--- Start PAGE EXCERPT ---

Immigrants’ Participation in Protests
What Every Worker Should Know
Last updated APRIL 2017 | Versión en español
On May Day 2017, thousands of immigrants across the country will participate in historic rallies and protests against efforts to criminalize immigrants and the extreme anti-immigrant rhetoric of the Trump administration. Immigrants’ rights groups are asking immigrants to consider not working, shopping, or attending school on May 1st as part of these actions. In addition, immigrant workers may want to participate in the civic and nonviolent rallies that are being planned for that day.
However, advocates around the country have reported that, in the past, some immigrant workers who participated in protests were fired because they participated. So before they decide whether to participate in such actions, workers need to know that if they do participate, they could suffer adverse employment-related consequences. It is important for every worker to know their rights and understand the possible consequences of participating in these demonstrations.
What rights do workers have to engage in protest actions?
- Right to free speech. The First Amendment to the U.S. Constitution prohibits the government from restricting your right to free speech. This means that you have a right to participate in political protests, marches, and demonstrations. This right applies to all residents of the U.S., regardless of immigration status.
- Right to protest during nonwork hours. You have the right to engage in political protests during nonwork hours—for example, on your day off or on a day you are not scheduled to work. In most cases, your employer may not discipline you, fire you, or otherwise retaliate against you for engaging in political activity during your free time.
- Right to protest to improve collective working conditions. The National Labor Relations Act also provides protections to workers who act together and participate in political activity designed to improve working conditions for all workers, depending on the form that action takes. Actions taken during work hours may be subject to restrictions imposed by lawful work rules that are applied equally by the employer to all employees.
- Your state’s laws may provide greater protections. Some state laws afford greater protections to workers who engage in political activity. For example, the California Labor Code protects employees who engage in political protests. Workers should ask local immigrants’ rights advocates or their local American Civil Liberties Union (ACLU) office for information about additional protections available under the laws of the state where they reside.
- Pros and cons of union contracts. Collective bargaining agreements that cover unionized workers may provide them better protection for engaging in political activity than other workers have. However, many union contracts include “no-strike” provisions that prohibit union members from engaging in strikes such as those that are scheduled for May 1.
- Employer may not ask you to reverify your authorization to work. If you take time off from work, that does not give your employer the right to ask that you reverify your employment eligibility by showing them your documents again. Nor may your employer single you out for reverification because you appear to be an immigrant or have participated with other immigrants in protests.
May workers be disciplined or fired for engaging in protests?
- Workplace rules apply. While the First Amendment protects workers’ right to free speech, employees are also subject to workplace rules. Missing work in violation of a workplace rule, or having an unexcused absence, is generally a legitimate reason for your employer to fire you.
- At-will employment may apply. In addition, most workers are subject to “at-will” employment policies that give employers the right to fire employees without reason, subject to very limited exceptions.
- Pros and cons of union contracts. Workers who are covered by union collective bargaining agreements have greater protections, in that employers can fire them only for “just cause” (a good reason). However, the tradeoff for most union employees who have such protection is that they are prohibited from striking during the term of their contract. Unionized workers who have questions about this should consult with their union representative(s) before deciding whether to participate in a protest.
What are best practices for protecting immigrant workers who participate in protests?

--- End PAGE EXCERPT ---
--- Start LISTED RECORDS ---

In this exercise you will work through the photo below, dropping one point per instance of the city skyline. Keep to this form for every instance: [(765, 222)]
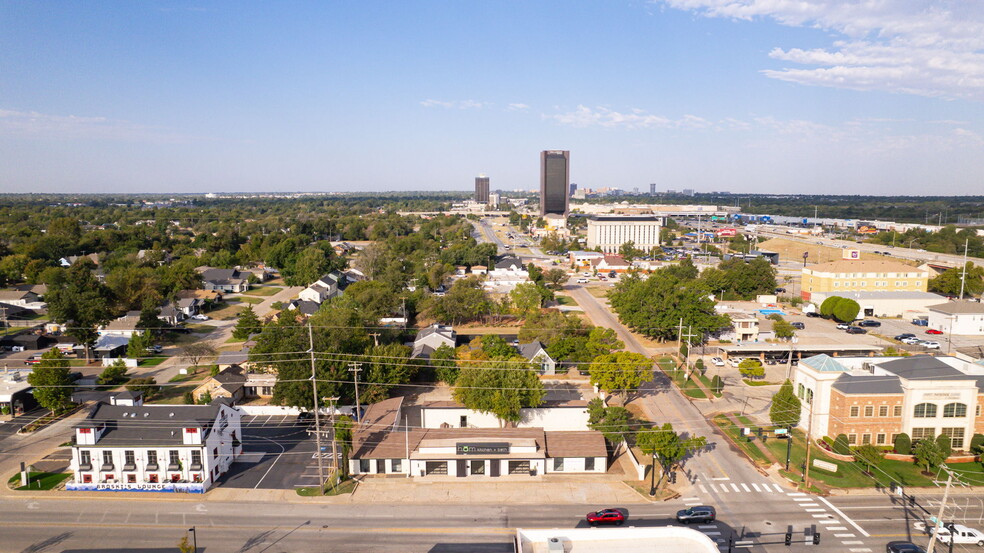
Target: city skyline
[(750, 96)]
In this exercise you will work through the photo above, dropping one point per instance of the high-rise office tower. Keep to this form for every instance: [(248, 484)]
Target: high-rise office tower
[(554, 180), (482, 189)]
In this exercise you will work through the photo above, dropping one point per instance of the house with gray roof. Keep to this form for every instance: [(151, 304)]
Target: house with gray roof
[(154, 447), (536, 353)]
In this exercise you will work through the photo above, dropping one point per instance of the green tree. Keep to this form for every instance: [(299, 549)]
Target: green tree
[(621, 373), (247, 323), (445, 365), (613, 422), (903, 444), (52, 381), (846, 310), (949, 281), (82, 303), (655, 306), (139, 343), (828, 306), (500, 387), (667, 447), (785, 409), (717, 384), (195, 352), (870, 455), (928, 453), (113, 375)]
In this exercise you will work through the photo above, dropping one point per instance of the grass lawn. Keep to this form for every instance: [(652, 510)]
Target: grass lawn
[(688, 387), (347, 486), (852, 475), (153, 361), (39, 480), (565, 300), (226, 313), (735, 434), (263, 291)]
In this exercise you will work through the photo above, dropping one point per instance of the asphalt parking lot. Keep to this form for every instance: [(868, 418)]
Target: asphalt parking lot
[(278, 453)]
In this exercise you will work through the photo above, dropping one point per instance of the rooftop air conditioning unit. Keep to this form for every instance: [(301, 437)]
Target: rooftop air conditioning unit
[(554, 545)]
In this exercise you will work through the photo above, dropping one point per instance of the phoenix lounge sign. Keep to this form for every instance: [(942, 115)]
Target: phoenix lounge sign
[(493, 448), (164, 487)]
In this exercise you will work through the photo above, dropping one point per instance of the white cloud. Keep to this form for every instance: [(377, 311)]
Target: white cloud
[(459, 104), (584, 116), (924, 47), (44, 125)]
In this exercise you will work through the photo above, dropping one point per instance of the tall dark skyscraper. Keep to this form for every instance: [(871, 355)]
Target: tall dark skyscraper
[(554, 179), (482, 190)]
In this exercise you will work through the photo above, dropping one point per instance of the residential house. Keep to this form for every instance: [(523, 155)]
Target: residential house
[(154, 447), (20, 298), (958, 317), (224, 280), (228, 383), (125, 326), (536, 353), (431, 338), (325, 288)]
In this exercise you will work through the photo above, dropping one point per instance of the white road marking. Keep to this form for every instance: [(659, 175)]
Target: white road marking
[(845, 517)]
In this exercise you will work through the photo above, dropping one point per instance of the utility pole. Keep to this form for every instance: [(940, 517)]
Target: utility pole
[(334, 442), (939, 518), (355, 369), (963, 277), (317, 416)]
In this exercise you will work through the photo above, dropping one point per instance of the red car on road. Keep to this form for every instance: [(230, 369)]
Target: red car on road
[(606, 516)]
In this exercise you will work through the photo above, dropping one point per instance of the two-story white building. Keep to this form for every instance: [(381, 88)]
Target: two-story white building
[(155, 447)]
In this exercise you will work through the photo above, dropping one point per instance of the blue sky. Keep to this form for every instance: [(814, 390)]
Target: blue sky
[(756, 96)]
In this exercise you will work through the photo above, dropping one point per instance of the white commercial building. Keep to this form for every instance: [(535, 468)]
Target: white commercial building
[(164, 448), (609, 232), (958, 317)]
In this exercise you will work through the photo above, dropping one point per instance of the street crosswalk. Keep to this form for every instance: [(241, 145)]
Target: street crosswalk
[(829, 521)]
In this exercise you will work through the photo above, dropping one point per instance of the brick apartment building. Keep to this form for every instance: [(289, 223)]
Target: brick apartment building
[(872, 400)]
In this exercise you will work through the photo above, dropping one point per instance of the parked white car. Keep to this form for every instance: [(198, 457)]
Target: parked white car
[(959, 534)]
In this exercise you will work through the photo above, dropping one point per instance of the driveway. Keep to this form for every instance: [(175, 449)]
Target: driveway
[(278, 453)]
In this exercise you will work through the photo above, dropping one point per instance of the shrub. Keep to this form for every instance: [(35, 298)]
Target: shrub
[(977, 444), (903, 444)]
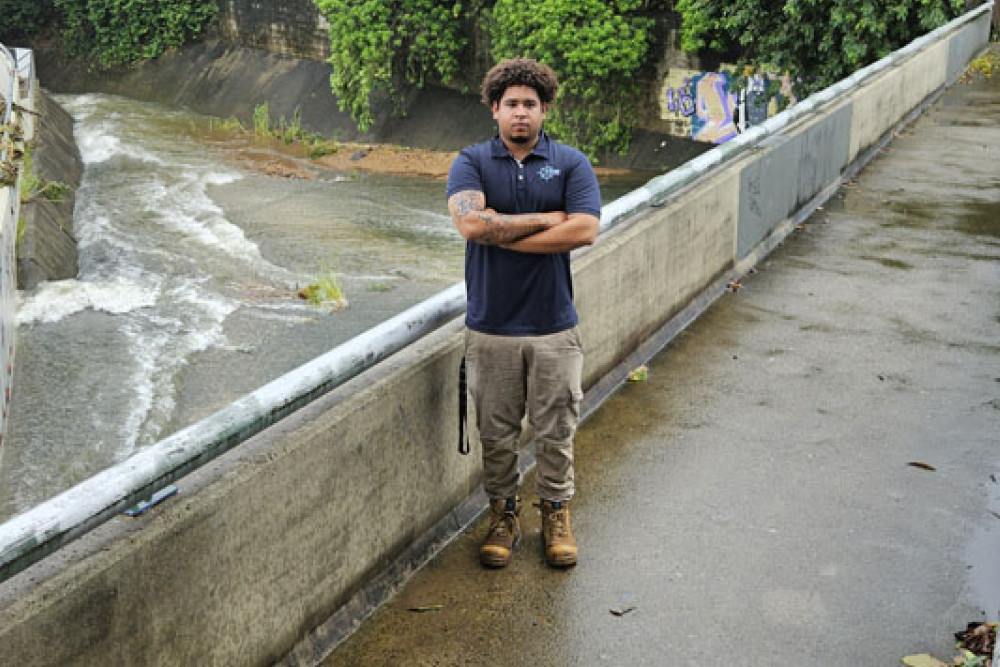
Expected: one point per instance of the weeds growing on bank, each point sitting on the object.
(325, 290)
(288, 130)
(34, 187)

--- End LISTED RECORDS ---

-- REQUEST --
Condense the paragraph that begins "On May Day 2017" in the guide on immigrants' protest rights into a short bulleted list that keeps its main facts.

-- RESULT OF THE TASK --
- On May Day 2017, thousands of immigrants nationwide will join rallies and protests against efforts to criminalize immigrants and against the Trump administration's extreme anti-immigrant rhetoric.
- Immigrants' rights groups ask immigrants to consider not working, shopping, or attending school on May 1 as part of these actions.
- Immigrant workers may also want to join the civic, nonviolent rallies planned for that day.